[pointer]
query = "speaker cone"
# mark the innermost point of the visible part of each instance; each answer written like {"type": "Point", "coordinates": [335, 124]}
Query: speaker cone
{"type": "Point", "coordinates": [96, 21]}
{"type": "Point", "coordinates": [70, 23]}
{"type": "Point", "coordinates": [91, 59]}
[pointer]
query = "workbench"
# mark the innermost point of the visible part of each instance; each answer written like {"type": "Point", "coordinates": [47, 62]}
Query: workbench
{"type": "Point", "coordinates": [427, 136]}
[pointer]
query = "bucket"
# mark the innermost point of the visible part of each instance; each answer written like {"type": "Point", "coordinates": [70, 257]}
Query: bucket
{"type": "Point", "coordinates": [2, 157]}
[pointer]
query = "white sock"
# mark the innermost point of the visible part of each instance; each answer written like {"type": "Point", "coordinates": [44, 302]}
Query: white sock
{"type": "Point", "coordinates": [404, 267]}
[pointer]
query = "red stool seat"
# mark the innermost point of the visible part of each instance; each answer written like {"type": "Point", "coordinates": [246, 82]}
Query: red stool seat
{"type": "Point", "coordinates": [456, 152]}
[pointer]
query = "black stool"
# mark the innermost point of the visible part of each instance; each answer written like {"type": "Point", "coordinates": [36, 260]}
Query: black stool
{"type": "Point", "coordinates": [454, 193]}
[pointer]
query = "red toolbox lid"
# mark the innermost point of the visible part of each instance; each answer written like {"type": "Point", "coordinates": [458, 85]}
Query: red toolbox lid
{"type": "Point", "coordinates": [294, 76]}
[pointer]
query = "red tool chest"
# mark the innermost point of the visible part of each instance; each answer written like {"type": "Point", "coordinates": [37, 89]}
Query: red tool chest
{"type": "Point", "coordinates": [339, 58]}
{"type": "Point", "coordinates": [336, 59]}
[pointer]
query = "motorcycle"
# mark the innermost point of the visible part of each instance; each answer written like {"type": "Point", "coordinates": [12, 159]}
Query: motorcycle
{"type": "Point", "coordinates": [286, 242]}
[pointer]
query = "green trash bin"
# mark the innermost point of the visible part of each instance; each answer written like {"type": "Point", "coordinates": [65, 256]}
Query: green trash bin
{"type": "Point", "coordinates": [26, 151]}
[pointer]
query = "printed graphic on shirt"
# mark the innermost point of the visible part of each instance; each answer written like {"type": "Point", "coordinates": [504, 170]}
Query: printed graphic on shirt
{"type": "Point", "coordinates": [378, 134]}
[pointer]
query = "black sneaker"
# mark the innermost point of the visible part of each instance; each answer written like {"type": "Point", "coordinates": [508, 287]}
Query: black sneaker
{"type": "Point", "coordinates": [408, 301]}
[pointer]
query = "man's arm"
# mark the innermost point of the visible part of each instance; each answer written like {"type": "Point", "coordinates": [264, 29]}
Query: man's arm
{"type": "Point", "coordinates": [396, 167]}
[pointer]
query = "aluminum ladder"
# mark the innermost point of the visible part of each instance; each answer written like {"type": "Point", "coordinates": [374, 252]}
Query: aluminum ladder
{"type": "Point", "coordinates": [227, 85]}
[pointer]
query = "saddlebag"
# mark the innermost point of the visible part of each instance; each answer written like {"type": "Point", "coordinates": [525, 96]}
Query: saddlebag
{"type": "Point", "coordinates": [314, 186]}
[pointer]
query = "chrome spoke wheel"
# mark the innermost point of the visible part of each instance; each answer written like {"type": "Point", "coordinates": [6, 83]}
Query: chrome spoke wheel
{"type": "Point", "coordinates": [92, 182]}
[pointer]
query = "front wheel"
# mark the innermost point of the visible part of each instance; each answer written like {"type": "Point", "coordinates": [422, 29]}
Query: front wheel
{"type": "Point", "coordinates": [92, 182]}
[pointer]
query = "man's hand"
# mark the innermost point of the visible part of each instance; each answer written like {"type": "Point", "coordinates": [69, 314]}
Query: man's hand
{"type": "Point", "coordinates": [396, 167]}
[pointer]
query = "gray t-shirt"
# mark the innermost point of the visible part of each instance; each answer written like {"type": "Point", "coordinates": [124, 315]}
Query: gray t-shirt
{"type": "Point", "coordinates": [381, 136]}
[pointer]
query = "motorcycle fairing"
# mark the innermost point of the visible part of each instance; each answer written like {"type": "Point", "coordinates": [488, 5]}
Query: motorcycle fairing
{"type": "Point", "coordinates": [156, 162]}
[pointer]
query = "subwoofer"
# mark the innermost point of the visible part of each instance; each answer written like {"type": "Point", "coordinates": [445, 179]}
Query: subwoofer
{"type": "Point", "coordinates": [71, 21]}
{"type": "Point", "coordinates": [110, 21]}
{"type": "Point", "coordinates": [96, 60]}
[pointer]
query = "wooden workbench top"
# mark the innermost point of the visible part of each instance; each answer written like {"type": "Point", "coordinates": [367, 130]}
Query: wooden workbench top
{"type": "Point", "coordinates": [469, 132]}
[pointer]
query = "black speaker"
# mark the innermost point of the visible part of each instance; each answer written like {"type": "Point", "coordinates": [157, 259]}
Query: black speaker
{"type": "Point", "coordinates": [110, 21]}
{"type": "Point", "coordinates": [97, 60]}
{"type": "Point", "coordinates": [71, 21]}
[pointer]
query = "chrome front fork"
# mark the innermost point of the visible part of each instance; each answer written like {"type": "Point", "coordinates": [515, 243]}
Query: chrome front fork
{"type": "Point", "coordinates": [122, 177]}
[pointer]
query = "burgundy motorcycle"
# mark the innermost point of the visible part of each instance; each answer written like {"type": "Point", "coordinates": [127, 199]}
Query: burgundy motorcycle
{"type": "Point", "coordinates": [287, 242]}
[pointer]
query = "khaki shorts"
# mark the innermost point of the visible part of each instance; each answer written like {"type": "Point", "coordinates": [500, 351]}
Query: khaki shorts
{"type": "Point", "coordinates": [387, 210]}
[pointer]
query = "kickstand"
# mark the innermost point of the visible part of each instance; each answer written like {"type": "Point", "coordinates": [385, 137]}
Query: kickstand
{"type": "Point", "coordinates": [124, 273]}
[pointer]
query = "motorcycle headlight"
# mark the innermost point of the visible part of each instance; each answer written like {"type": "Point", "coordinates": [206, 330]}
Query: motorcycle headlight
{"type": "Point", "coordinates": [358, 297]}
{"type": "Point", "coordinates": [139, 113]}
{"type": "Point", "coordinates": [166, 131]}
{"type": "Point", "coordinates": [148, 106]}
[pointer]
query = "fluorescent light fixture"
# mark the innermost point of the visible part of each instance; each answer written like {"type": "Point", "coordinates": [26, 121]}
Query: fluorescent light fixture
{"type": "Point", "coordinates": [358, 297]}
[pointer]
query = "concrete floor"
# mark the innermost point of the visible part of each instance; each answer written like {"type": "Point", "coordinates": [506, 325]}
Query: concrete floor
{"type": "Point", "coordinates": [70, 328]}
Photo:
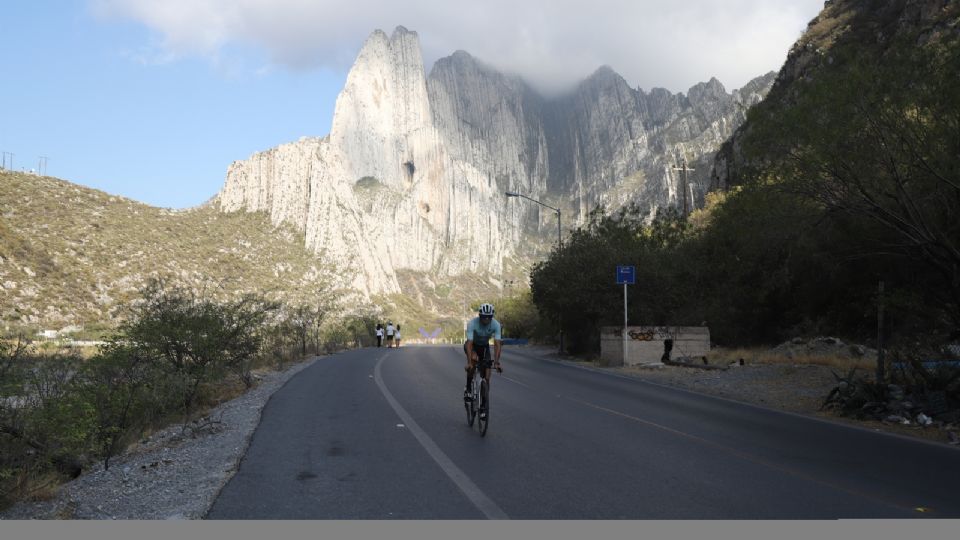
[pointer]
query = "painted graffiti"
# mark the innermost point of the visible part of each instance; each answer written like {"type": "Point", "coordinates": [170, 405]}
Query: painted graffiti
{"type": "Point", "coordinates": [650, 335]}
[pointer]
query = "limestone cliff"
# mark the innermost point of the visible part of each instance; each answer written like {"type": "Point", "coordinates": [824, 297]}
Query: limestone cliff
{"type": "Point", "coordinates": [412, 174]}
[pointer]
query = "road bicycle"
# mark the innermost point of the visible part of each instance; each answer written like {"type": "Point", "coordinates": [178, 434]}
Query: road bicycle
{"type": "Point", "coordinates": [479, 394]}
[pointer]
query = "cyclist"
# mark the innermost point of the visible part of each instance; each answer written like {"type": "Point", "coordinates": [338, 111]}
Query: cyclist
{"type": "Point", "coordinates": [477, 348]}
==
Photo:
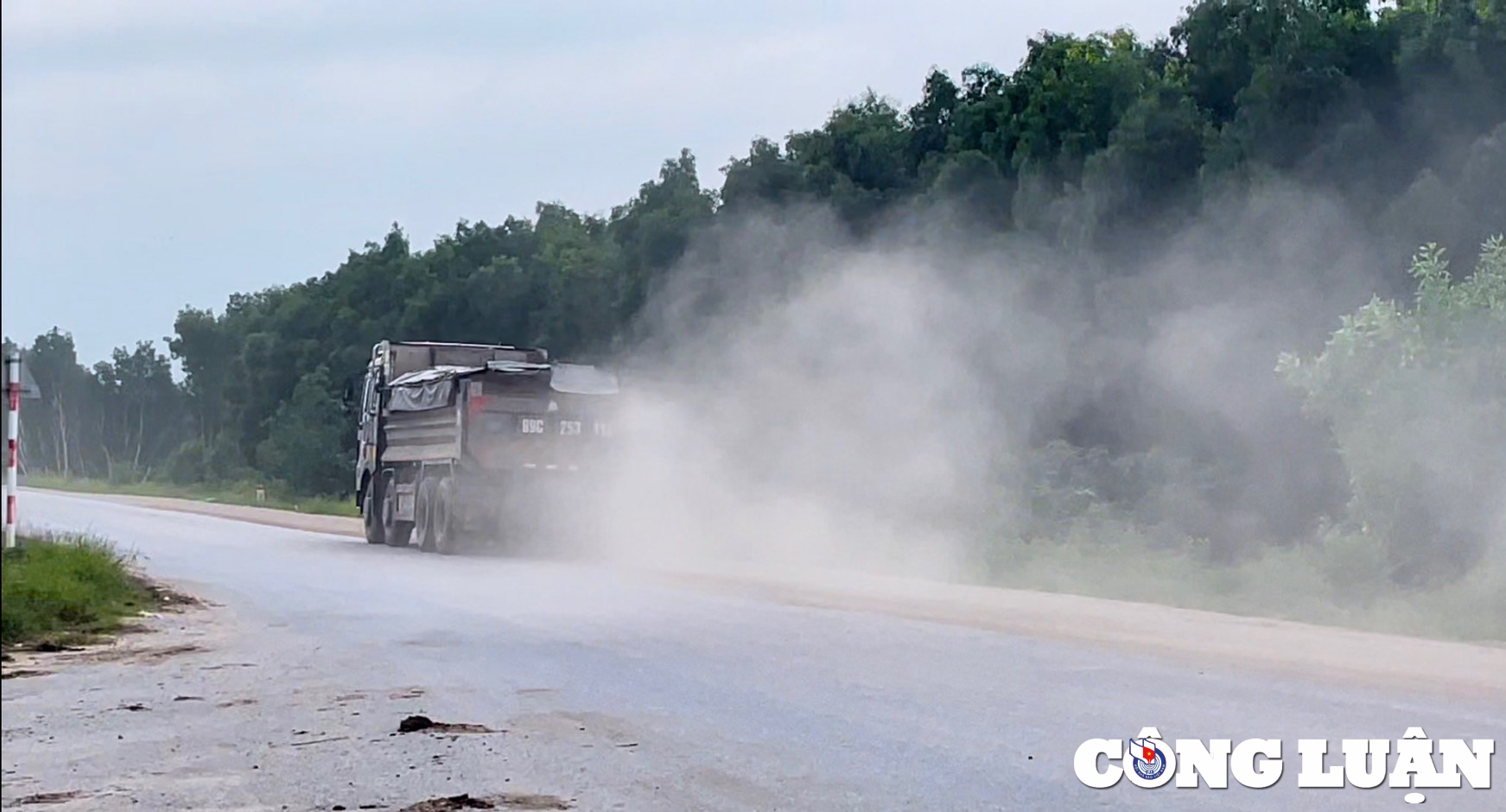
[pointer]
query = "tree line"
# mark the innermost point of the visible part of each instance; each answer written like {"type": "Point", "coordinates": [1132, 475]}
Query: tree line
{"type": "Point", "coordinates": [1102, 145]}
...
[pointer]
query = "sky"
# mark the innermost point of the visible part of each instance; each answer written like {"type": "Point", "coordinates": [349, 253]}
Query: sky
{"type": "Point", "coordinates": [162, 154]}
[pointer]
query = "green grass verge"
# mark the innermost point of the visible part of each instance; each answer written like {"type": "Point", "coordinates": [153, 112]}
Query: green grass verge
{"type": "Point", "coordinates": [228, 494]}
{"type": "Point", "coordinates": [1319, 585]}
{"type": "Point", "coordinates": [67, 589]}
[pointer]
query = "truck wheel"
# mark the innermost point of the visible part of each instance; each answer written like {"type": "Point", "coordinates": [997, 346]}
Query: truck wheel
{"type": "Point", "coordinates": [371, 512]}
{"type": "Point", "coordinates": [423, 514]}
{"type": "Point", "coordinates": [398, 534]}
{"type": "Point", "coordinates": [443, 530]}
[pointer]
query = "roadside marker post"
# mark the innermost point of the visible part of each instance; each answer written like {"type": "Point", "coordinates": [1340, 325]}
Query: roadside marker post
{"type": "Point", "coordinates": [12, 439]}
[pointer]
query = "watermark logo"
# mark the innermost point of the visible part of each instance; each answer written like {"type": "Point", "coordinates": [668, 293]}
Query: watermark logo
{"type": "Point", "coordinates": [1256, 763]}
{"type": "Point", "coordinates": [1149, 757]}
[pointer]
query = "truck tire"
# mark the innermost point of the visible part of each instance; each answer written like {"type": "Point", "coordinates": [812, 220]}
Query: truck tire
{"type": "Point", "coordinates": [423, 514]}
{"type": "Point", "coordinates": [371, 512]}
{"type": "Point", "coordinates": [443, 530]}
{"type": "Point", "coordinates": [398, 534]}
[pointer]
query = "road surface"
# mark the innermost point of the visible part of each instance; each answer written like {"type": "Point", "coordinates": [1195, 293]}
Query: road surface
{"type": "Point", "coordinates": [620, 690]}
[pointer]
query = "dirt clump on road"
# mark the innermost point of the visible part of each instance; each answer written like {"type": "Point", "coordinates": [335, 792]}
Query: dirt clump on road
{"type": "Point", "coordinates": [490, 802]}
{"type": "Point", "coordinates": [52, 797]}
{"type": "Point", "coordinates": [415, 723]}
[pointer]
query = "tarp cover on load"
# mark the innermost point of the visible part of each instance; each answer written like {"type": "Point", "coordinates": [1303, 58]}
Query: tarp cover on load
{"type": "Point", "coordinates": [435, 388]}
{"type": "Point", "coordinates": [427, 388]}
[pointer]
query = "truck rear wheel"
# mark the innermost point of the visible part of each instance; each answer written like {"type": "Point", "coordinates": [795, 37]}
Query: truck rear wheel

- ACTIVITY
In the listing above, find the line containing "Query: road surface" and the line containing "Query: truck rear wheel", then quote both, plus every line between them, exactly as written.

- SOLUTION TO THIS EXERCISE
Query: road surface
{"type": "Point", "coordinates": [620, 690]}
[pointer]
query = "dirt clump on road"
# mark the innermost point of the visible part of each instance; each answer written like {"type": "Point", "coordinates": [335, 792]}
Query: dirt clump on road
{"type": "Point", "coordinates": [490, 802]}
{"type": "Point", "coordinates": [52, 797]}
{"type": "Point", "coordinates": [415, 723]}
[pointer]
query = "tarp cover on load"
# mark the innermost point of the visible part of each instance; each answer written like {"type": "Point", "coordinates": [1303, 58]}
Query: tarp cover on load
{"type": "Point", "coordinates": [435, 388]}
{"type": "Point", "coordinates": [427, 388]}
[pointer]
query = "truck rear wheel"
# mark the innermost point of the visible part of each instance; each answer written like {"type": "Point", "coordinates": [795, 37]}
Query: truck rear wheel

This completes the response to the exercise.